**Goals:**
• 1. According to the Harry Potter excerpt, how old is Harry in Volume Three?
• 2. From the Harry Potter excerpt, extract word for word the stretch from "FACE-TO-FACE WITH DEATH" through "away from Hogwarts.".

**Page excerpt:**
·····

In the Anatomy of the Psyche, Edward Edinger wrote:
Psychologically, the result of separatio by division into
two is awareness of the opposites. This is a crucial feature of emerging
consciousness....To the extent that the opposites remain unconscious and
unseparated, one lives in a state of participation mystique, which means
that one identifies with one side of a pair of opposites and projects its
contrary as an enemy. Space for consciousness to exist appears between the
opposites, which means that one becomes conscious as one is able to
contain and endure the opposites within.
p. 187)
Harry will need a lifetime of training and support to use
the blade wisely as a tool of discernment and discrimination.
In Volume Three, Harry Potter and the Prisoner of Azkaban, Harry is thirteen
and entering his third year at Hogwarts. This time he encounters still
darker aspects of the archetypal and magical world. Sophisticated
psychological concepts serve as carpets that move Harry and the reader into
profound realms of emotional experience. His parents become more present in
his consciousness.
As part of his development as a teenager and wizard, Harry's attitude
becomes increasingly rebellious. He is "talking back" to the
Dursleys, who say terrible things to him. Like many child abuse survivors,
Harry has learned to cope with torturous mental treatment. Although often
burning with rage, he tells himself not to respond and to stay focused on
his goals. An aunt insults him via his dead mother with "You see it all
the time with dogs. If there is something wrong with the bitch, there'll be
something wrong with the pup--" (p. 25) But he can no longer keep body
and mind split. He retaliates by making the relative inflate like a giant
balloon. Then he runs away to Hogwarts.
FACE-TO-FACE WITH DEATH
Out on the street at night, Harry panics that he'll get expelled as
punishment for performing magic as an underage wizard, away from Hogwarts.
The threat of expulsion is always in the orphan's mind when he doesn't
follow the established rules. As part of owning his authority, Harry is more
drawn to obey inner values that are more compelling than any collective law.
His anxiety is compounded when he senses a massive black dog-like creature
watching him.
The dog in most mythologies is seen as psychopomp. Dogs are intermediaries
and "stand at the gateway....they are guardians between life and death,
between known and unknown. They are an intuitive bridge between conscious
and unconscious, connectors to the psychoid level of the psyche."
(Woodman, The Ravaged Bridegroom, p. 195)

·····

Object location annotation data

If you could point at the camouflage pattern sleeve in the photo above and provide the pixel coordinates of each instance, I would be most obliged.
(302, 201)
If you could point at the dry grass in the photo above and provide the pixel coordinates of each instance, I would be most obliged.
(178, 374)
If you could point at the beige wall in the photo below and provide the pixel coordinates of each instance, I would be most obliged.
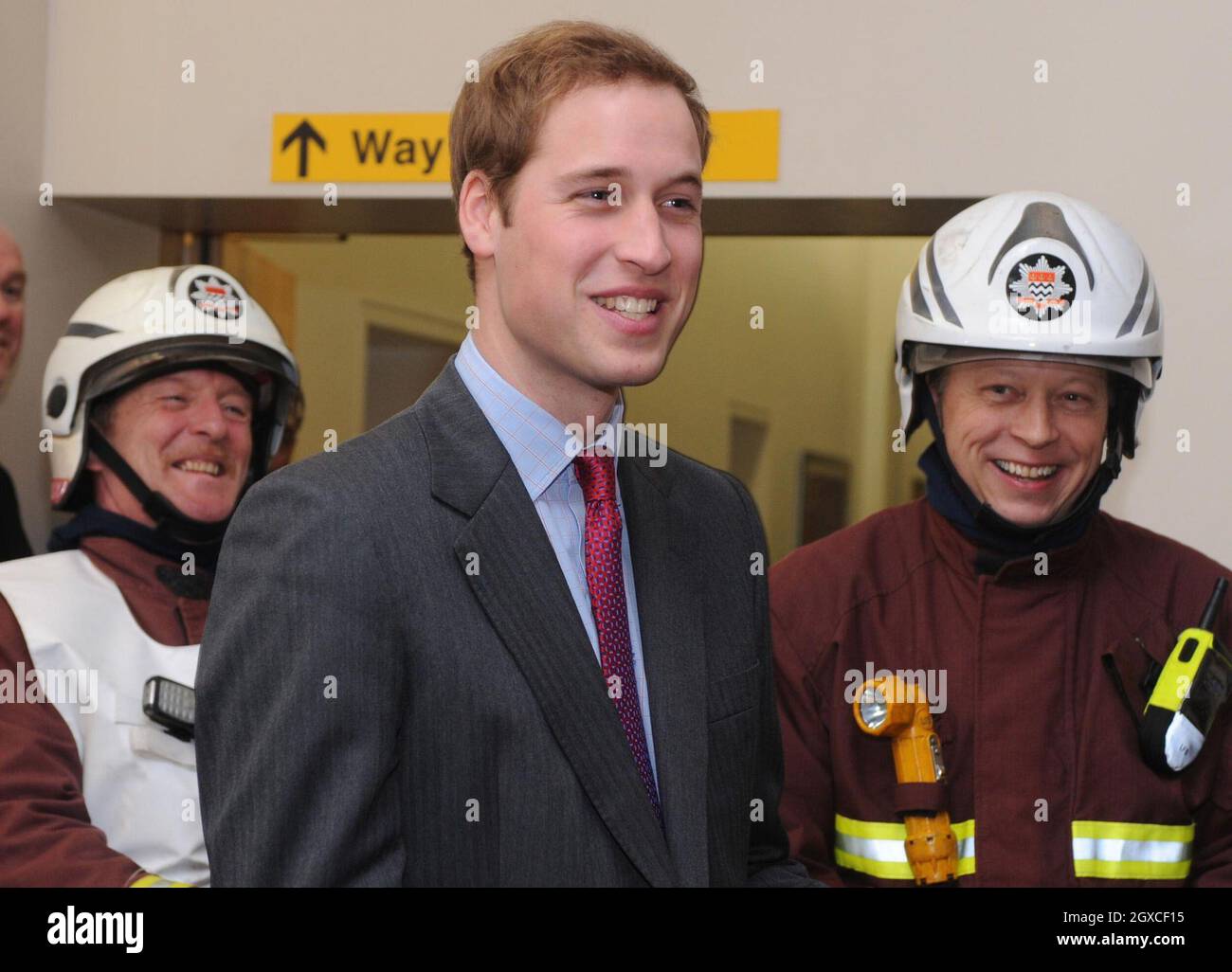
(68, 253)
(941, 98)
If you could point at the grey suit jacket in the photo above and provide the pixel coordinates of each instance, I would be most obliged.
(394, 685)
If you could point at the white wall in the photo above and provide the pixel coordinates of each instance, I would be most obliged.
(940, 97)
(68, 253)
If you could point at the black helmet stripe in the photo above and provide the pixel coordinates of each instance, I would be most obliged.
(82, 329)
(1153, 320)
(943, 302)
(918, 303)
(1138, 299)
(1042, 221)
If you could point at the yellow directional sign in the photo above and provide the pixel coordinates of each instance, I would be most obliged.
(414, 148)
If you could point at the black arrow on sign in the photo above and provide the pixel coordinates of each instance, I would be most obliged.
(303, 134)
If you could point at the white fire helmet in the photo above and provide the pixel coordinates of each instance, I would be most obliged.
(149, 323)
(1036, 276)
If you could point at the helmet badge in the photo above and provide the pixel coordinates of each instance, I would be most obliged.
(1042, 288)
(216, 297)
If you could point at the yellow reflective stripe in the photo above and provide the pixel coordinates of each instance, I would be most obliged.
(1132, 850)
(155, 881)
(879, 849)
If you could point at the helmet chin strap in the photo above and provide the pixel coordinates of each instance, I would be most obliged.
(167, 517)
(986, 516)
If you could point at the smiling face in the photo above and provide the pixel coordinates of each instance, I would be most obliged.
(1025, 436)
(188, 435)
(537, 279)
(12, 303)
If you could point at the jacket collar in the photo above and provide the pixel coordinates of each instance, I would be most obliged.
(964, 557)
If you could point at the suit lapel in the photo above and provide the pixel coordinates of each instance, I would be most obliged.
(521, 589)
(676, 664)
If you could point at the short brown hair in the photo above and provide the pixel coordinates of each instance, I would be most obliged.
(497, 118)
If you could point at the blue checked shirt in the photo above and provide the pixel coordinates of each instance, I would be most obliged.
(537, 443)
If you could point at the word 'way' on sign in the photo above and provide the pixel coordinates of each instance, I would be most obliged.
(361, 148)
(414, 147)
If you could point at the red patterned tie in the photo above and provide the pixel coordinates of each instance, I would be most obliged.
(605, 578)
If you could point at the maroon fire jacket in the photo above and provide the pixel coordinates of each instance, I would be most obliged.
(1046, 784)
(45, 836)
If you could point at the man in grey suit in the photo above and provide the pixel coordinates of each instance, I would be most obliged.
(473, 647)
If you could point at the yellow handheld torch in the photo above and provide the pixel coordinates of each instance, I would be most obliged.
(891, 709)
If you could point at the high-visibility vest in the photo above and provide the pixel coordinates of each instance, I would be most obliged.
(1108, 849)
(139, 783)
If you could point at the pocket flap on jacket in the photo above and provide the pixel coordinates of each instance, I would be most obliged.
(732, 693)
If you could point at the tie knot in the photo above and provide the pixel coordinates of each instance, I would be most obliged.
(598, 477)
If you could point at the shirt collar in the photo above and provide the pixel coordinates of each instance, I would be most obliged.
(538, 443)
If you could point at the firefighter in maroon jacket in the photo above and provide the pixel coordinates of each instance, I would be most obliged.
(165, 398)
(1030, 334)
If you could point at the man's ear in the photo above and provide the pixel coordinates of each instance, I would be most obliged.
(479, 214)
(936, 398)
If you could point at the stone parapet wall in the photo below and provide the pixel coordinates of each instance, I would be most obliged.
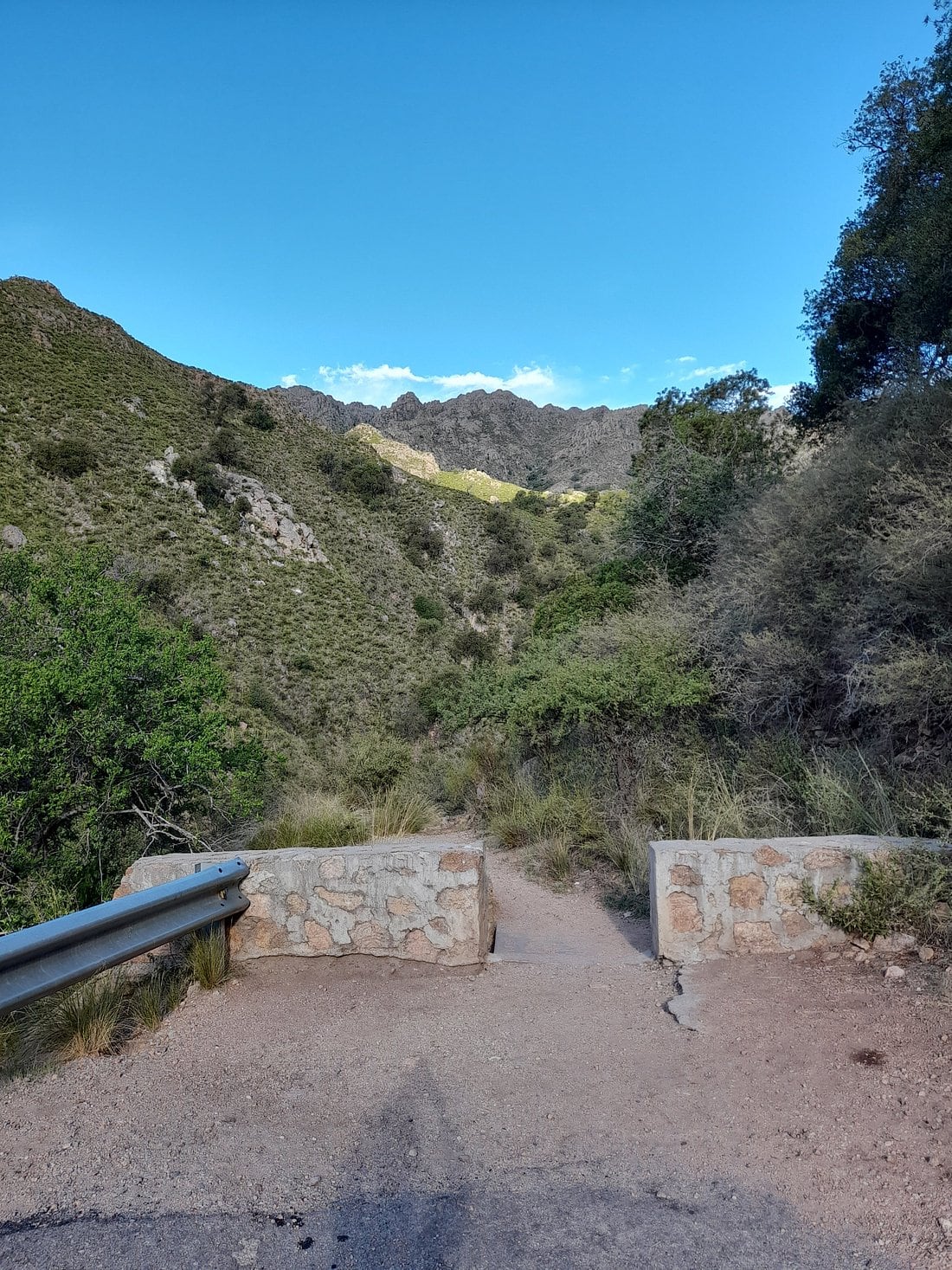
(426, 900)
(745, 894)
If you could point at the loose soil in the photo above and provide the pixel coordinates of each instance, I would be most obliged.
(302, 1081)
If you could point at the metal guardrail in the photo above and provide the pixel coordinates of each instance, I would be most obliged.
(41, 959)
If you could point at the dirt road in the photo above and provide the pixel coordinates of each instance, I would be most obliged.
(546, 1112)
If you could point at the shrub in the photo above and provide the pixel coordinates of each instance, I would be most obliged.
(225, 448)
(570, 519)
(519, 816)
(906, 891)
(531, 502)
(645, 672)
(438, 691)
(470, 645)
(356, 470)
(199, 469)
(423, 544)
(233, 397)
(428, 628)
(489, 598)
(112, 734)
(830, 598)
(585, 598)
(429, 609)
(68, 457)
(375, 762)
(511, 546)
(157, 996)
(258, 416)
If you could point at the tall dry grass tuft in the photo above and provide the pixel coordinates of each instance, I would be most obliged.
(314, 821)
(207, 957)
(90, 1017)
(399, 812)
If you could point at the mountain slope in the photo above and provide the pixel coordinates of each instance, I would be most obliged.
(505, 435)
(314, 648)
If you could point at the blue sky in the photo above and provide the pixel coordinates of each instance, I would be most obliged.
(579, 201)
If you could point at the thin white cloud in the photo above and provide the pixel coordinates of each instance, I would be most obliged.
(381, 385)
(780, 394)
(706, 372)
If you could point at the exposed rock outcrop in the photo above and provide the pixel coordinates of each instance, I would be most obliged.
(269, 519)
(498, 433)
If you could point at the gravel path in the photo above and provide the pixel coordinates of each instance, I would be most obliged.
(533, 1114)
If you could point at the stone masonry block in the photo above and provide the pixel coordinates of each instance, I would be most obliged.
(748, 894)
(421, 899)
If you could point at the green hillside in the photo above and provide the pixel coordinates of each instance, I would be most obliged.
(314, 650)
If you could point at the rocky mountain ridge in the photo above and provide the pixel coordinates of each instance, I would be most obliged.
(499, 433)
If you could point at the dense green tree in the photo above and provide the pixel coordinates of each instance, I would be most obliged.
(112, 732)
(701, 451)
(883, 314)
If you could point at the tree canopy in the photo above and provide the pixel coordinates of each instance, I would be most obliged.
(112, 734)
(883, 315)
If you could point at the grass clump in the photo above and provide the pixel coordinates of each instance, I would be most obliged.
(312, 821)
(87, 1019)
(429, 609)
(207, 957)
(157, 996)
(908, 891)
(399, 812)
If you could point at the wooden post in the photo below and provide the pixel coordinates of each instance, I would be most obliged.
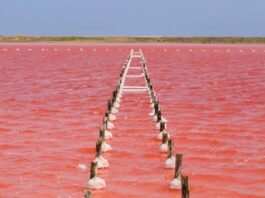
(162, 126)
(178, 165)
(159, 116)
(93, 169)
(185, 187)
(87, 194)
(170, 148)
(98, 146)
(164, 138)
(102, 133)
(156, 106)
(109, 105)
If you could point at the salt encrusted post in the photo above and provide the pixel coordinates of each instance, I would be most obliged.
(170, 148)
(185, 193)
(87, 194)
(178, 165)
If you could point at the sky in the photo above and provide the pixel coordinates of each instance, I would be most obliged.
(132, 17)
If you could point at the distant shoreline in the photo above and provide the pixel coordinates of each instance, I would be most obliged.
(198, 40)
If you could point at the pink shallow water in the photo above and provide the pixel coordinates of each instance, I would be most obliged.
(52, 101)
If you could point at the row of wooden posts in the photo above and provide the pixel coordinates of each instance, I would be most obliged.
(179, 181)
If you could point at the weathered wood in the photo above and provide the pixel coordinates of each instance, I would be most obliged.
(109, 105)
(159, 116)
(162, 126)
(87, 194)
(178, 165)
(93, 169)
(185, 187)
(98, 146)
(102, 132)
(164, 138)
(170, 148)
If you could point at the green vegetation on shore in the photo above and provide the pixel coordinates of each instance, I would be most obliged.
(257, 40)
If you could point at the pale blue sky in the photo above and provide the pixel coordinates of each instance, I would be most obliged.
(132, 17)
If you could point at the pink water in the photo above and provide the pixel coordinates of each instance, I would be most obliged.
(52, 101)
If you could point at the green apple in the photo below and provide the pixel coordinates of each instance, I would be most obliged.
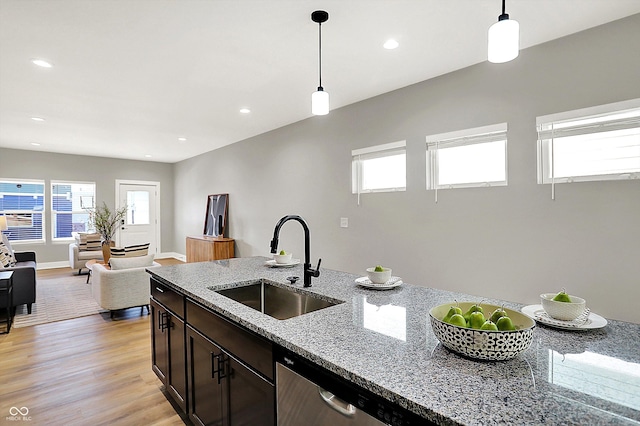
(497, 314)
(473, 308)
(476, 319)
(489, 326)
(562, 297)
(452, 311)
(458, 320)
(505, 324)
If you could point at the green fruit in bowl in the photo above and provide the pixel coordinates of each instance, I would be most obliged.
(489, 326)
(476, 320)
(562, 297)
(497, 314)
(452, 311)
(505, 324)
(472, 309)
(458, 320)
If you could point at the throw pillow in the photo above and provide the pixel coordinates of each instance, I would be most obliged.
(131, 262)
(130, 251)
(5, 256)
(11, 254)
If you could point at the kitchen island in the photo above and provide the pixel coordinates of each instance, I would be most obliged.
(383, 342)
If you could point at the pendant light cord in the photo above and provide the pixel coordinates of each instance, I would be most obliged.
(320, 52)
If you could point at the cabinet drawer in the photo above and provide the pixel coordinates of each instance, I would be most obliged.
(168, 297)
(252, 349)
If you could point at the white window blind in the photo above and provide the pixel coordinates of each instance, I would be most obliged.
(467, 158)
(380, 168)
(22, 202)
(599, 143)
(71, 203)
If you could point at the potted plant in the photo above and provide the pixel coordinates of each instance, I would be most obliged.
(105, 221)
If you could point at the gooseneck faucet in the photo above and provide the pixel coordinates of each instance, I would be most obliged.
(308, 271)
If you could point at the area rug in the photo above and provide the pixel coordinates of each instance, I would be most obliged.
(57, 299)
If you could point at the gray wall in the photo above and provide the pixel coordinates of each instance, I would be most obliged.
(23, 164)
(509, 242)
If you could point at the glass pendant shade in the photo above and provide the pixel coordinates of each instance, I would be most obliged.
(320, 102)
(504, 41)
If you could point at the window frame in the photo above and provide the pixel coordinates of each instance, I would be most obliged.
(372, 152)
(466, 137)
(548, 126)
(43, 213)
(55, 213)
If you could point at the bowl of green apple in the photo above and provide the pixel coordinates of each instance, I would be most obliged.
(482, 331)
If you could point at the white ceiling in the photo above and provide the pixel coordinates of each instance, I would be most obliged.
(131, 77)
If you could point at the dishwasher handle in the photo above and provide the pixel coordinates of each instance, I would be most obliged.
(336, 403)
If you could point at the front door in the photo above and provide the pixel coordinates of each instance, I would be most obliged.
(141, 224)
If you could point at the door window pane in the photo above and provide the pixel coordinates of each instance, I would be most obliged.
(137, 208)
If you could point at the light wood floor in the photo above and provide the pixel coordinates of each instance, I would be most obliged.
(84, 371)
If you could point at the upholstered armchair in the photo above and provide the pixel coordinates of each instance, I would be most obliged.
(125, 285)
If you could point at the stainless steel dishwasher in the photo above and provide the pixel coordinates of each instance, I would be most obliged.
(311, 396)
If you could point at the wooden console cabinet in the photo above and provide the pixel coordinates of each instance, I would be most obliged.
(204, 248)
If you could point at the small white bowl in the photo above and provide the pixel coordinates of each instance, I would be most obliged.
(379, 277)
(282, 258)
(564, 311)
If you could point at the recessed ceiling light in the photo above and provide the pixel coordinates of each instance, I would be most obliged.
(41, 63)
(390, 44)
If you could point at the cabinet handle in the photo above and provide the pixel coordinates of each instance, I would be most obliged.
(162, 321)
(213, 365)
(336, 403)
(222, 367)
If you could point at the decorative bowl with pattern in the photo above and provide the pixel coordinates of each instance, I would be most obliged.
(483, 344)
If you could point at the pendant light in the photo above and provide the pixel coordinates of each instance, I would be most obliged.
(504, 39)
(320, 98)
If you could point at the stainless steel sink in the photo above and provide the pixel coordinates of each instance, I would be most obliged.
(275, 301)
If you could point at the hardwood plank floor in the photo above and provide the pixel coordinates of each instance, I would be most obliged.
(84, 371)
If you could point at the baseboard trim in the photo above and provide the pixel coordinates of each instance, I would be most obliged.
(66, 264)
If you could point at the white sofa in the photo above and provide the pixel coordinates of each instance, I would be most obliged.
(78, 259)
(125, 285)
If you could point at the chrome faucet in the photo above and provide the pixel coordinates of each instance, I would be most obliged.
(308, 271)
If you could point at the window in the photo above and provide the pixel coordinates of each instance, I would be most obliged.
(22, 202)
(467, 158)
(599, 143)
(380, 168)
(70, 206)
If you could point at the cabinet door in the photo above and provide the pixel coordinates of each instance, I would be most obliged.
(177, 374)
(208, 391)
(251, 398)
(159, 342)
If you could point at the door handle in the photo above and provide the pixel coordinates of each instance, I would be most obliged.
(336, 403)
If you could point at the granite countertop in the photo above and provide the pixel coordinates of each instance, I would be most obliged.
(382, 340)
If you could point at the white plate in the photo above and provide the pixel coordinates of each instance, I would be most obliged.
(366, 282)
(272, 263)
(592, 321)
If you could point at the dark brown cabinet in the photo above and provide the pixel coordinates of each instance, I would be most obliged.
(168, 341)
(225, 389)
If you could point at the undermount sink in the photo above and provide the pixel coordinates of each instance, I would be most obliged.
(278, 302)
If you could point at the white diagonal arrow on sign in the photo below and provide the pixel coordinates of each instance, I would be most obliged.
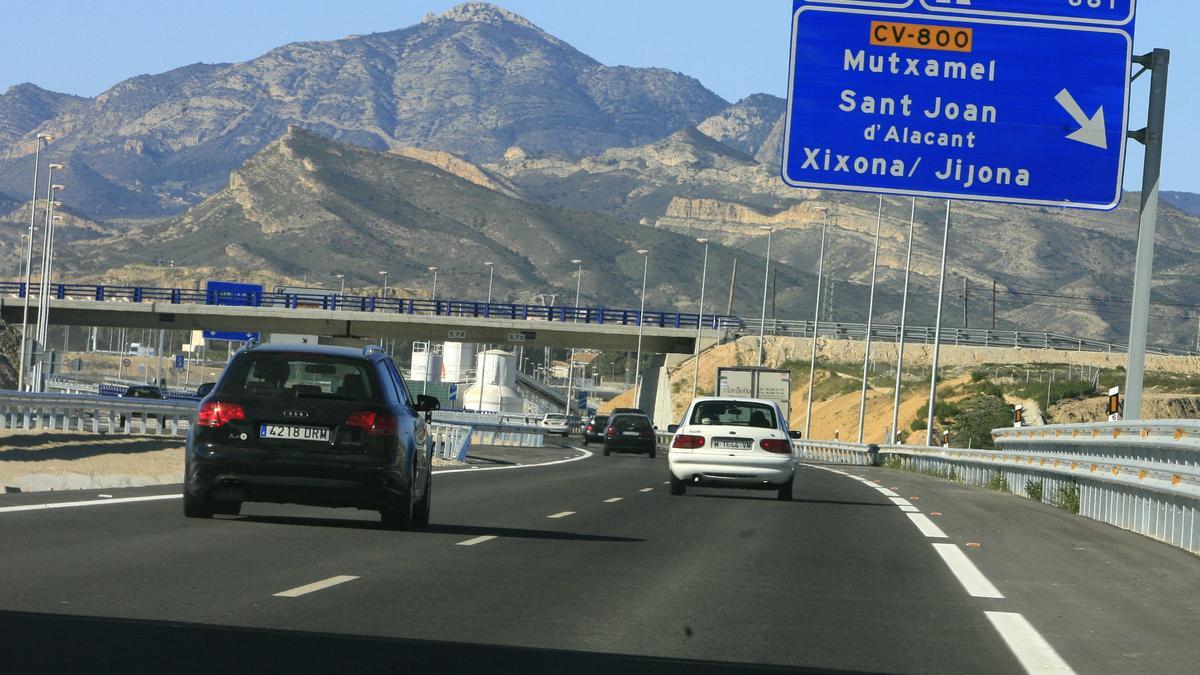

·····

**The replies:**
• 1. Harry is thirteen.

• 2.
FACE-TO-FACE WITH DEATH
Out on the street at night, Harry panics that he'll get expelled as
punishment for performing magic as an underage wizard, away from Hogwarts.